Stated problem: In the lines below, swap "pointer" for "locator" wherever it occurs and leave everything else unchanged. Reproduce all of the lines without the pictures.

#####

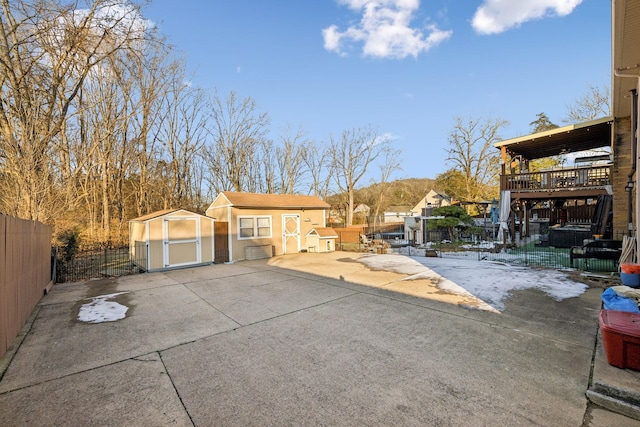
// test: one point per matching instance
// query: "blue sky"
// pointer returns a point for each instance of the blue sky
(405, 67)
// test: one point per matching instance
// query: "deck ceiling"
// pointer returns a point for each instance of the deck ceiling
(564, 140)
(626, 53)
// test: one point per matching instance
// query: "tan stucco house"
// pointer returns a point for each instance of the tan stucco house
(171, 238)
(264, 225)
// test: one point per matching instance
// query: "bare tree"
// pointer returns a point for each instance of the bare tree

#####

Solution below:
// test: one point per matching instance
// query: "blue sky"
// locator returns a point for each instance of the blue sky
(405, 67)
// test: one point per matching instance
// query: "deck ceiling"
// locator returns a point for each instance of the deck ceiling
(564, 140)
(626, 53)
// test: one point per matching instance
// query: "tan stucco house"
// locator returns a point for each instance of the tan stucco house
(171, 238)
(264, 225)
// test: one point per matching instance
// query: "bare tree"
// locator returns a point for each instance of the bare tree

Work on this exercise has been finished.